▶ **Article**:

The legendary Naas Botha came up with a few memorable quotes back when he was in his pomp as flyhalf for the Springboks and captain of Northern Transvaal (Bulls), and one of those that has endured in the memory was “The Currie Cup is not won in May”.

That statement was made during one of those rare patches early in the season where his team was struggling. Back then, winning the Currie Cup was the pinnacle of achievement for South African players, it was the one thing everyone played for. And Naas was right, the decisive month was October, when the decider (there were no semifinals back then) was played.

Much has changed since those times, and South African rugby at professional level is now aligned to the northern season so that the local franchises can participate in the Vodacom United Rugby Championship as well as the Heineken Champions Cup and Challenge Cup. As it turns out, this year the Currie Cup will be won in June, with the final set for 20 June, but everything else will be won in…wait for it, yes, everything else is won in May.

The DHL Stormers will argue, possibly correctly, that they have already won something. They held up the South African URC Shield after they beat Benetton in Stellenbosch in their final league game. The Cape side has been the high performing franchise again this year, there is no debate about that, and it will take one of the Vodacom Bulls or the Cell C Sharks to actually win the URC for that perception to change.

▶ **Data lines**:
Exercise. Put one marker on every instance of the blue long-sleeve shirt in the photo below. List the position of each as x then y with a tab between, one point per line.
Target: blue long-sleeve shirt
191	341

▶ **Required work**:
1 - Copy the passage of the rugby article between "That statement was" and "then) was played.", inclusive, with every word unchanged.
2 - Carry on the rugby article about South African rugby and the Currie Cup, starting right after its final sentence.

▶ **Answers by task**:
1 -
That statement was made during one of those rare patches early in the season where his team was struggling. Back then, winning the Currie Cup was the pinnacle of achievement for South African players, it was the one thing everyone played for. And Naas was right, the decisive month was October, when the decider (there were no semifinals back then) was played.

2 -
STORMERS’ JOB ISN’T FINISHED

There were 15 points separating the Stormers from the second placed Bulls on the Shield log. That’s a big gap and a clear indication that the Stormers are top of the pops locally. Their third place finish on the overall log meant they were the only local side to finish in the top four and thus secure a home quarterfinal. And they finished on the same number of log points as second placed Ulster, so if there has been a slip from the previous season, when they did finish second, it is only marginal.

But while nothing that happens from here should blow down the house that John Dobson has built, with the Stormers coach succeeding in his objective for the season of comfortably retaining Champions Cup status as well as confirming that last year’s resurgence wasn’t a one-off, they won’t feel their job is finished.

The most meaningful trophy is still to play for, and having sipped from the Cup of success after beating the Bulls in last season’s inaugural URC final, the Stormers would love to do it again. And Steven Kitshoff in particular would love to do it again as he continues his career with Ulster after this year’s World Cup.

As luck would have it, or maybe they’d agree they conspired against themselves with the mistakes that cost them victory against Munster, they now find themselves playing the team they’d probably least like to face this early in the play-off phase of the competition - their arch north/south rivals, the Bulls.

THE GAME THEY DIDN’T WANT

Dobson wasn’t complimenting the Bulls, or for that matter the Sharks, when he said a few weeks back that he’d prefer not to play a South African team in the quarterfinal round. It is just logic. The teams that have to cross the equator to get to their quarterfinal, like the Sharks do in going to Dublin this week, are just at much more of a disadvantage.

And then there’s the hype. Saturday’s game is just a quarterfinal but it could well become the “Hype Final” because that is just the way it is when these two teams meet each other, and yet they’ve met so many times recently that the narrative that precedes these games is becoming tired and one of the reasons so many hoped these teams would avoid each other.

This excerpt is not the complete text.